───── Records for the exercise ─────

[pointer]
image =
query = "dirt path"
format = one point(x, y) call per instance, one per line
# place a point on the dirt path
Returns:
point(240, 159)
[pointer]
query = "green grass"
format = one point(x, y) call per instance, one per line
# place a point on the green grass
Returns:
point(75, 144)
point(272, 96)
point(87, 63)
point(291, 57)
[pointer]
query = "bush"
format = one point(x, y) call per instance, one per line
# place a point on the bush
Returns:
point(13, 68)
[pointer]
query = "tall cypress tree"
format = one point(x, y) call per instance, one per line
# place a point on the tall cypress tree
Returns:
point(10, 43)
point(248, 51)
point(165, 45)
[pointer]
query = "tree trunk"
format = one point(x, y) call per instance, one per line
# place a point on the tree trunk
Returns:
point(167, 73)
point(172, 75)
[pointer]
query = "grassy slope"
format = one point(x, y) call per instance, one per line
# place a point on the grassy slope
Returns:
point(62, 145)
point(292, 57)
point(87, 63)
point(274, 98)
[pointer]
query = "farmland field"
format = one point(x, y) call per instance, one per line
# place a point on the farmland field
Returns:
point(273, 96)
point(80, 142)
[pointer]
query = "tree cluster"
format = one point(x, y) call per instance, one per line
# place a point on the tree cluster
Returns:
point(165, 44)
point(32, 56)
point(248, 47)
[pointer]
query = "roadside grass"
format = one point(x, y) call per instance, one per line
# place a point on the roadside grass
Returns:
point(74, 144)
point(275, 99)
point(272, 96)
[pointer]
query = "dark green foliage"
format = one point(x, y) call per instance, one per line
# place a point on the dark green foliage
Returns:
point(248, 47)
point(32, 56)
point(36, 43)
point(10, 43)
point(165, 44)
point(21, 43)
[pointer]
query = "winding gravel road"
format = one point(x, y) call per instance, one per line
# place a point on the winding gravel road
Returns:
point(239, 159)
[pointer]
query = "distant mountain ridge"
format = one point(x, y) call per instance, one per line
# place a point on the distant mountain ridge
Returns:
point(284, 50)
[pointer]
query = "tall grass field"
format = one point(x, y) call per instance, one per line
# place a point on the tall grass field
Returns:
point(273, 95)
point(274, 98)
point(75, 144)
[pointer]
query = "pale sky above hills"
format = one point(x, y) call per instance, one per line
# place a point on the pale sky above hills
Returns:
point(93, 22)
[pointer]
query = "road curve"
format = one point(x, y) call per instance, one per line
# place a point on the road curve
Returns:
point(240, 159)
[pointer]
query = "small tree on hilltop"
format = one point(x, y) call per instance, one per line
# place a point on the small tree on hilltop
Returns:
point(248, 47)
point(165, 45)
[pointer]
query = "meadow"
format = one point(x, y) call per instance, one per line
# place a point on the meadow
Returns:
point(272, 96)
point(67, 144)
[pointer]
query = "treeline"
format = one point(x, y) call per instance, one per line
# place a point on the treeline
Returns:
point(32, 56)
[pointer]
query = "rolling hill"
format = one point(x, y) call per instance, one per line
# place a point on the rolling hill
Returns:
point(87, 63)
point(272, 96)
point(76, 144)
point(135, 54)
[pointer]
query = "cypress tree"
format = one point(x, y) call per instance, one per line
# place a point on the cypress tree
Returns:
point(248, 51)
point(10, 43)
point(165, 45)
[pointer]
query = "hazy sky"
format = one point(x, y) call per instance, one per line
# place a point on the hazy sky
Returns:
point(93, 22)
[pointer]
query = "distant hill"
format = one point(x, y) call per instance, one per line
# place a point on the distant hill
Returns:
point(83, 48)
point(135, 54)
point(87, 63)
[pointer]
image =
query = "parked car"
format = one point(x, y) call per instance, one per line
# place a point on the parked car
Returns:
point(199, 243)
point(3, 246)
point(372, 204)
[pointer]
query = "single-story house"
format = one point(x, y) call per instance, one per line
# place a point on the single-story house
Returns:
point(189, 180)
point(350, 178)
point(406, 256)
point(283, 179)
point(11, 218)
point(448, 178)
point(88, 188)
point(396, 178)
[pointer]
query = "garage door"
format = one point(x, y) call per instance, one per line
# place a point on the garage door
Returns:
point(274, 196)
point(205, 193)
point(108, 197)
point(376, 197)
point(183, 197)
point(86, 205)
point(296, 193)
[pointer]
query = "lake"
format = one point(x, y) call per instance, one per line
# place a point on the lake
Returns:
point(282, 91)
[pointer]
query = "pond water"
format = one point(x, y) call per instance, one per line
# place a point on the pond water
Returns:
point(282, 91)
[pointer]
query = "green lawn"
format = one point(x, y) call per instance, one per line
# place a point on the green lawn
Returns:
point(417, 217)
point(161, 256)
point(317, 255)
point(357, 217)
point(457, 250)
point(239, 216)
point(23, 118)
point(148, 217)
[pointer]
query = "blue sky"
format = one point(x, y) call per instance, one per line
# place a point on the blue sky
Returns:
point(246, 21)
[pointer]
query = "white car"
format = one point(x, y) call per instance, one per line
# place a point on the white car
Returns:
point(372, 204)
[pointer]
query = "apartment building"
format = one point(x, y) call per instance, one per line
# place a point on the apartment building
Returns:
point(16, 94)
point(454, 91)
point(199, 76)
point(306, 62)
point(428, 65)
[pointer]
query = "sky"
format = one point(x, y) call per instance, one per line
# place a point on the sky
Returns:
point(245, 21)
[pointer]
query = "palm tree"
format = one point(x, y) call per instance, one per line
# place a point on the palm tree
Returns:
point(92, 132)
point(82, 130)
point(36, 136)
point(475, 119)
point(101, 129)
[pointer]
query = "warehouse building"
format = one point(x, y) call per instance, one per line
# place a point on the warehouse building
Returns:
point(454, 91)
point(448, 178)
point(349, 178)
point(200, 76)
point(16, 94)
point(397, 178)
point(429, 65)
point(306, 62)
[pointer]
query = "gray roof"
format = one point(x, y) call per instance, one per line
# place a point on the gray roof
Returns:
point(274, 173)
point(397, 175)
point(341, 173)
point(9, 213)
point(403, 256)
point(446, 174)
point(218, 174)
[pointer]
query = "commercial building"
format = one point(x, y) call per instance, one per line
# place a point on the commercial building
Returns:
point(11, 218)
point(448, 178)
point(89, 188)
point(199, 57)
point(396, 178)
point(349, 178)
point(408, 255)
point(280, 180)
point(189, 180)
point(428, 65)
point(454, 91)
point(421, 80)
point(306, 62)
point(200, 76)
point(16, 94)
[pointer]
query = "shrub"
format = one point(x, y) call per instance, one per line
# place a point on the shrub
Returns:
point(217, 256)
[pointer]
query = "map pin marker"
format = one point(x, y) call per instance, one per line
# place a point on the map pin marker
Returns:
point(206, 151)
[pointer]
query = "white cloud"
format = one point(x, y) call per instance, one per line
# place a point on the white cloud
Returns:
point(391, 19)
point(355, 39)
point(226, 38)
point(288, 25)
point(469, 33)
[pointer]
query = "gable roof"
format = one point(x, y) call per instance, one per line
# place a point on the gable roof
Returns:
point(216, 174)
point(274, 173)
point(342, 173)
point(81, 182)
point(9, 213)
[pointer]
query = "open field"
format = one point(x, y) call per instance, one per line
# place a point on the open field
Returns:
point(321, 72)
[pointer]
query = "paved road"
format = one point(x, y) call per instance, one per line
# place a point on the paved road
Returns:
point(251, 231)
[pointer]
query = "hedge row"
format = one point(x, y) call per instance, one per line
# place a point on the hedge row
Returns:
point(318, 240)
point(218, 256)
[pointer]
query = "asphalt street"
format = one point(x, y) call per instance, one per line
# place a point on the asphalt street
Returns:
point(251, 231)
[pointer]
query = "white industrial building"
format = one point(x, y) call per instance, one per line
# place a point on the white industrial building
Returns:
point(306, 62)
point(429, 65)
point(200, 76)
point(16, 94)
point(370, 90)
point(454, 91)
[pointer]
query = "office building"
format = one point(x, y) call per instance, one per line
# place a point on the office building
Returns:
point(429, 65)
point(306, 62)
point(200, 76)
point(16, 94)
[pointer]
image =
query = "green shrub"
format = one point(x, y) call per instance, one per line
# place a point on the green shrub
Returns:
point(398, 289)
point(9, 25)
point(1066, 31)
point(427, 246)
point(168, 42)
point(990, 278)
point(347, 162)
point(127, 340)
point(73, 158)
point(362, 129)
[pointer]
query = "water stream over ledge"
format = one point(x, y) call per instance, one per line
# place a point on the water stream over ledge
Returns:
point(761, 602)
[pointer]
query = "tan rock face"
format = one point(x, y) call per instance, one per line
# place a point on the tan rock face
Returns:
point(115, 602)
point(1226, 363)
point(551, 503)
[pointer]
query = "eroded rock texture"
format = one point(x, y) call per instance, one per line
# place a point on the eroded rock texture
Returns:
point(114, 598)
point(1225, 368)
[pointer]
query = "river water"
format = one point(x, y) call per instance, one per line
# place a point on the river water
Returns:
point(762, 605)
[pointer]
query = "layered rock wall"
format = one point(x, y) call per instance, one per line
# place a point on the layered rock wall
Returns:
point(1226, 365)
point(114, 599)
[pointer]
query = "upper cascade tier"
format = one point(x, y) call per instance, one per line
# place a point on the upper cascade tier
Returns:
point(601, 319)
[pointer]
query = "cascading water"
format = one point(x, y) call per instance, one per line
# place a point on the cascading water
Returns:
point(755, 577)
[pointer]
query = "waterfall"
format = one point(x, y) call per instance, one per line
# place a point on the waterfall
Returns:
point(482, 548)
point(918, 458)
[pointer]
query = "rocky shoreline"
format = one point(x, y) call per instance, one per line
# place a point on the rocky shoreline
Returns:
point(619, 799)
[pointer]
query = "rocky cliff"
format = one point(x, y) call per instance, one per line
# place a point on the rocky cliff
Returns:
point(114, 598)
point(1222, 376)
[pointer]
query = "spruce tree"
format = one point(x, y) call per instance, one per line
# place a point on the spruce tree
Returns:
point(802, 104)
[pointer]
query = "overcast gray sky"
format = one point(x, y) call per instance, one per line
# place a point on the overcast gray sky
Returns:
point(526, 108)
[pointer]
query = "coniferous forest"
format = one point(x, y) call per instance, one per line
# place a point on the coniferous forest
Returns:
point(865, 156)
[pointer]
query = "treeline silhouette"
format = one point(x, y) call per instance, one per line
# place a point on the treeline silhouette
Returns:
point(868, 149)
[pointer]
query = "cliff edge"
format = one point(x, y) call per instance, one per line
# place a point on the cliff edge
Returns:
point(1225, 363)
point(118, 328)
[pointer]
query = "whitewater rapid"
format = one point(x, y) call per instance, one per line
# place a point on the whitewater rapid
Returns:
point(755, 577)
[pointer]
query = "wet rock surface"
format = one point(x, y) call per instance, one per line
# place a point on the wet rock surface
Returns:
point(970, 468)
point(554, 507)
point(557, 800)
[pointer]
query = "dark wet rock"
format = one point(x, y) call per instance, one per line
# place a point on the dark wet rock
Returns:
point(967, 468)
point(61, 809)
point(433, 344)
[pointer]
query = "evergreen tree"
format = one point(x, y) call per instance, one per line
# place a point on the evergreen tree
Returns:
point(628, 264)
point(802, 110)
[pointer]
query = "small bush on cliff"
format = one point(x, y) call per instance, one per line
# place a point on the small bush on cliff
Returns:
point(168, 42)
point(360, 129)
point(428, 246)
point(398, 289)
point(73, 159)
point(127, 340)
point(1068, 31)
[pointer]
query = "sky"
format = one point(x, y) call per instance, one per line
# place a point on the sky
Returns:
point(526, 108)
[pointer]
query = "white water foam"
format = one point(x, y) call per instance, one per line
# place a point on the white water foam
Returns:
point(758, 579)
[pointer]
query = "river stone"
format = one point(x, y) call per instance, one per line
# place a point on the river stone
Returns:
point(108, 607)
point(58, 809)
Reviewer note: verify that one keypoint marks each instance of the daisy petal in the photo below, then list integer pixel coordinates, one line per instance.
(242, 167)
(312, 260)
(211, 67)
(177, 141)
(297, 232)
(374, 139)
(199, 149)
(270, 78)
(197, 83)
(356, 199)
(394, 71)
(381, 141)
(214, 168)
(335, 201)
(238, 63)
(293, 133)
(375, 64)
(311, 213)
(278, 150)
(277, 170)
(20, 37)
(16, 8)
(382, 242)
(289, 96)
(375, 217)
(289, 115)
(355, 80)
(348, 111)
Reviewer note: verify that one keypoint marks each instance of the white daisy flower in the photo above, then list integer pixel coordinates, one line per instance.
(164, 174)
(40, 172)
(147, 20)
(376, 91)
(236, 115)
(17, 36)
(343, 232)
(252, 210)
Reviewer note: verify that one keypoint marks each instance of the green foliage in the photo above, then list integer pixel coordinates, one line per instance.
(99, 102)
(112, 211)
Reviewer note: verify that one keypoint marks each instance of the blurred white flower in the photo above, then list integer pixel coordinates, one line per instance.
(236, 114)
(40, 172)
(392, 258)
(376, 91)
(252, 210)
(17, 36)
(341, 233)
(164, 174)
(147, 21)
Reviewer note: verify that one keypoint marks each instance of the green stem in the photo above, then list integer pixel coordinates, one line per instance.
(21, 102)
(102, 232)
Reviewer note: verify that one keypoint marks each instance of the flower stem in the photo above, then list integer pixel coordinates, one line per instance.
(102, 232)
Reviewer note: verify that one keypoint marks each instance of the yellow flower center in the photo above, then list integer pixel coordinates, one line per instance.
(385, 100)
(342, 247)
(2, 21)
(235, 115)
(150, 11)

─────

_Brief_
Whenever the string "story" turns up in a line of the data, copy that line.

_Task result_
query = "single-story house"
# place a point on the single-story house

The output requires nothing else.